Write exactly the lines running from the start of the material below to the line that includes "Target: player in yellow jersey", and include no pictures.

* _Provided records_:
_____

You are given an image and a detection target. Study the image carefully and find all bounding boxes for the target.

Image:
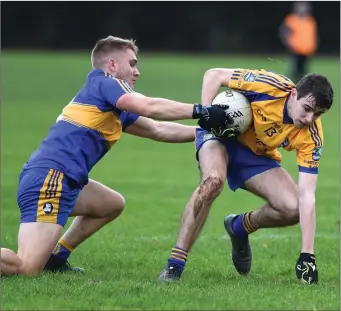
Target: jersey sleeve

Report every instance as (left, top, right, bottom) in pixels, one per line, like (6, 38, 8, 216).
(295, 120, 324, 174)
(120, 112, 140, 131)
(99, 77, 134, 107)
(227, 69, 295, 100)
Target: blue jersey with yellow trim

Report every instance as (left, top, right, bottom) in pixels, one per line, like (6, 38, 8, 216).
(227, 69, 323, 174)
(24, 69, 139, 186)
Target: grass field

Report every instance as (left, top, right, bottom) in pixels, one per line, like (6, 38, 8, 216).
(1, 52, 340, 310)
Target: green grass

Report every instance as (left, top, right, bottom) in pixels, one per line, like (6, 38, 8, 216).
(1, 52, 340, 310)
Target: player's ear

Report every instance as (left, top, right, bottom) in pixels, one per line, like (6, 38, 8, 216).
(291, 87, 297, 98)
(108, 58, 117, 73)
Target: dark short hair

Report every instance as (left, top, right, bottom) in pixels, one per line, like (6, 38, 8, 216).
(296, 73, 334, 110)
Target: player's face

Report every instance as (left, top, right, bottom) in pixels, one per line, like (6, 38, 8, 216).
(290, 90, 326, 128)
(109, 48, 140, 87)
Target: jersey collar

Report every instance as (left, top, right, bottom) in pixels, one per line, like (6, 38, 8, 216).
(283, 97, 294, 124)
(87, 69, 105, 78)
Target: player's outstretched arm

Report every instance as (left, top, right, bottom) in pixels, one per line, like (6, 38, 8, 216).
(295, 172, 319, 284)
(125, 116, 196, 143)
(117, 92, 195, 121)
(116, 92, 229, 135)
(101, 78, 199, 121)
(201, 68, 235, 105)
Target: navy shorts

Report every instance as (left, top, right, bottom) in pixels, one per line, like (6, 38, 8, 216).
(17, 168, 81, 226)
(195, 128, 281, 191)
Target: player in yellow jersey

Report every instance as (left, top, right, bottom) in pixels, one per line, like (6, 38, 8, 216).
(159, 68, 334, 285)
(0, 37, 236, 277)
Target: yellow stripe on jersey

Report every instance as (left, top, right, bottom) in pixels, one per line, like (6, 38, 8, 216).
(36, 169, 64, 223)
(102, 72, 133, 93)
(228, 69, 295, 98)
(116, 79, 134, 93)
(62, 103, 122, 147)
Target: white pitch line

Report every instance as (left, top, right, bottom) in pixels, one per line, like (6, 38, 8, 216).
(135, 232, 339, 242)
(221, 233, 340, 240)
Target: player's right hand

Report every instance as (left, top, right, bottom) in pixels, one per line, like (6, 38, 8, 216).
(193, 104, 236, 136)
(295, 253, 318, 285)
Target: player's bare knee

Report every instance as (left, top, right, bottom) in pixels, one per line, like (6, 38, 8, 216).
(98, 191, 125, 219)
(16, 260, 43, 276)
(199, 174, 225, 200)
(109, 192, 125, 217)
(283, 206, 299, 225)
(283, 196, 299, 224)
(270, 196, 299, 225)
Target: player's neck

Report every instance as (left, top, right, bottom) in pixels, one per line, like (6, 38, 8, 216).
(286, 96, 294, 119)
(101, 66, 116, 77)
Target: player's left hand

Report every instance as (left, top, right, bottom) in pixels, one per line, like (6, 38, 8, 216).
(211, 124, 240, 138)
(295, 252, 318, 285)
(210, 104, 240, 138)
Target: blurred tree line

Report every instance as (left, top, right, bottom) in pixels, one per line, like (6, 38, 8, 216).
(2, 1, 340, 54)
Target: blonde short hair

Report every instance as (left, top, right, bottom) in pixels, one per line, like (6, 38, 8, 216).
(91, 36, 139, 69)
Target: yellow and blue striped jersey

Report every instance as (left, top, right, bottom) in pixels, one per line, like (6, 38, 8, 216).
(228, 69, 323, 174)
(24, 69, 139, 187)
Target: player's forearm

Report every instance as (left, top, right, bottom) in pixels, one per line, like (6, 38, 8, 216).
(145, 97, 194, 121)
(201, 69, 223, 105)
(117, 93, 195, 121)
(154, 122, 197, 143)
(298, 196, 316, 254)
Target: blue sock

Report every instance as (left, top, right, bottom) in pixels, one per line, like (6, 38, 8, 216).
(167, 245, 188, 272)
(52, 239, 73, 261)
(232, 212, 257, 239)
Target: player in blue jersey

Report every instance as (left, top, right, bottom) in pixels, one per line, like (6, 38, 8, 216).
(1, 36, 238, 276)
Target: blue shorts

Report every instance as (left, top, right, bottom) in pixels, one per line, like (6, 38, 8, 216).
(17, 168, 81, 227)
(195, 128, 281, 191)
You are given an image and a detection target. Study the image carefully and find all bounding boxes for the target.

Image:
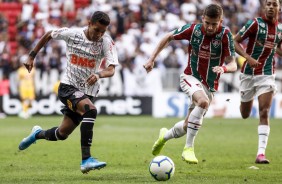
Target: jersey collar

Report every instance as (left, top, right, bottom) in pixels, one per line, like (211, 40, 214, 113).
(262, 16, 278, 26)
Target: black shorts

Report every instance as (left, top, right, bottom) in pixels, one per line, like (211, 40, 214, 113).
(58, 83, 94, 125)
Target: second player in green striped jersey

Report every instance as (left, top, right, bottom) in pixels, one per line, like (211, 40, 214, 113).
(234, 0, 282, 164)
(236, 16, 282, 75)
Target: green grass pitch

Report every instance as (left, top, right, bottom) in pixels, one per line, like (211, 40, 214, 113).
(1, 116, 282, 184)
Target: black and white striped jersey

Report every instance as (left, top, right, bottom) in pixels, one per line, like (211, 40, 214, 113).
(51, 27, 119, 96)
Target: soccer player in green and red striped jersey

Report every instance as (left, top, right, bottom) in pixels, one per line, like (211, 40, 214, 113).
(234, 0, 282, 164)
(144, 4, 237, 164)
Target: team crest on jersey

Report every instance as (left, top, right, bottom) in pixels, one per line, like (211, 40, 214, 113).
(259, 22, 265, 28)
(194, 29, 201, 37)
(90, 42, 102, 54)
(212, 39, 221, 48)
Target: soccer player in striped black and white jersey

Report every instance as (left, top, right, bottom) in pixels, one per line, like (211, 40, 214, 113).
(18, 11, 119, 173)
(144, 4, 237, 164)
(234, 0, 282, 164)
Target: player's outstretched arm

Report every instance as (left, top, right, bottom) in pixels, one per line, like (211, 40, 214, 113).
(234, 34, 261, 68)
(143, 32, 174, 73)
(24, 31, 53, 73)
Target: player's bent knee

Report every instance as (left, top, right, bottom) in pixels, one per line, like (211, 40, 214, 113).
(259, 108, 269, 119)
(197, 100, 209, 109)
(240, 107, 251, 119)
(83, 108, 97, 118)
(197, 98, 209, 109)
(241, 114, 249, 119)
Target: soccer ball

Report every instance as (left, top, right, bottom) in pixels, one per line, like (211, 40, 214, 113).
(149, 155, 175, 181)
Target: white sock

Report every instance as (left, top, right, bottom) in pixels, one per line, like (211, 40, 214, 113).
(164, 120, 186, 141)
(185, 106, 206, 148)
(257, 125, 270, 155)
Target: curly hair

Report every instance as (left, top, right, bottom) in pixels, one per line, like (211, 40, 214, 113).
(90, 11, 110, 26)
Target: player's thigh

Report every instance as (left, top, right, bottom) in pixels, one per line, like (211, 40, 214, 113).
(180, 74, 209, 100)
(240, 100, 253, 113)
(258, 91, 274, 111)
(256, 75, 276, 111)
(58, 83, 95, 115)
(180, 74, 212, 108)
(76, 98, 96, 115)
(192, 90, 210, 106)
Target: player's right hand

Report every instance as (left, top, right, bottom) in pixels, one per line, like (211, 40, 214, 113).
(247, 57, 261, 68)
(24, 57, 34, 73)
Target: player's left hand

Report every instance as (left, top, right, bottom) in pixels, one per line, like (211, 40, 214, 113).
(86, 73, 99, 86)
(143, 60, 155, 73)
(24, 57, 34, 73)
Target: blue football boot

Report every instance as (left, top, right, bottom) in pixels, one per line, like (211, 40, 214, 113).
(80, 157, 107, 174)
(19, 125, 42, 150)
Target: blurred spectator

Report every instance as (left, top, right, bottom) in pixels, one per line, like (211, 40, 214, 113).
(17, 55, 36, 118)
(180, 0, 197, 23)
(0, 74, 9, 119)
(0, 13, 8, 33)
(21, 0, 33, 21)
(163, 47, 181, 69)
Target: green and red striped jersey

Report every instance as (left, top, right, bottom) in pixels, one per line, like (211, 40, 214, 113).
(173, 23, 235, 92)
(238, 17, 282, 75)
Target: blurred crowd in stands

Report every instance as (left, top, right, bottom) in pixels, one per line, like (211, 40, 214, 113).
(1, 0, 282, 98)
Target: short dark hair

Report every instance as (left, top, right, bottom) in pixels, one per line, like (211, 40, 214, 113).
(264, 0, 281, 5)
(203, 4, 223, 19)
(90, 11, 110, 26)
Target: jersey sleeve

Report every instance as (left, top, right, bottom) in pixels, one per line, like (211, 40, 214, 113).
(222, 30, 235, 57)
(238, 19, 257, 40)
(173, 23, 193, 40)
(102, 37, 119, 67)
(51, 27, 71, 41)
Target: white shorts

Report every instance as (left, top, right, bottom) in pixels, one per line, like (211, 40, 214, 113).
(239, 73, 277, 102)
(180, 73, 213, 109)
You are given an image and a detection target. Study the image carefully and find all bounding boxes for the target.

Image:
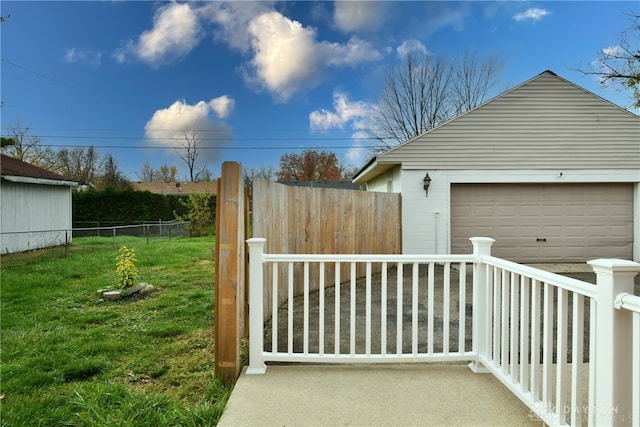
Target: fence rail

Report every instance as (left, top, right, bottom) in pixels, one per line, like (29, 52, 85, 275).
(1, 221, 189, 267)
(247, 237, 640, 427)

_____

* _The answer_:
You are given an image and a detection target. Study the image carefully and find all bounding boxes for the target.

Image:
Target: jersey sleeve

Report every instance as (left, top, right, bottom) in pixels, one per line, like (6, 38, 8, 216).
(295, 120, 324, 174)
(120, 112, 140, 131)
(99, 77, 134, 107)
(227, 69, 295, 100)
Target: blue jersey with yellow trim

Report every instance as (left, top, right, bottom) in pixels, one per line, like (6, 38, 8, 216).
(227, 69, 323, 174)
(24, 69, 139, 186)
Target: grass field

Report every instance as (left, top, right, bottom) in pixels, one per line, like (6, 38, 8, 216).
(1, 52, 340, 310)
Target: green grass

Report every instance as (left, top, right, bottom) in pixels, one per line, like (6, 38, 8, 216).
(1, 52, 340, 310)
Target: player's ear

Report every instance as (left, top, right, bottom) in pixels, one per line, like (6, 38, 8, 216).
(291, 87, 297, 98)
(108, 58, 117, 73)
Target: dark short hair

Report every instance as (left, top, right, bottom) in pixels, one per line, like (6, 38, 8, 216).
(296, 73, 334, 110)
Target: player's face

Report every instance as (left, top, right, bottom) in pixels, one per line, like (6, 38, 8, 216).
(290, 90, 326, 128)
(109, 48, 140, 87)
Target: jersey collar

Report every instance as (left, top, right, bottom) in pixels, one per line, like (6, 38, 8, 216).
(283, 97, 294, 124)
(87, 69, 105, 78)
Target: player's outstretched arm

Report every instance as (left, top, right, bottom) in pixels, one per line, like (6, 38, 8, 216).
(295, 172, 319, 284)
(125, 116, 196, 143)
(117, 92, 195, 121)
(116, 92, 229, 135)
(101, 78, 199, 121)
(201, 68, 235, 105)
Target: navy shorts

Report every instance as (left, top, right, bottom) in pixels, one per line, like (6, 38, 8, 216).
(17, 168, 81, 226)
(195, 128, 281, 191)
Target: player in yellow jersey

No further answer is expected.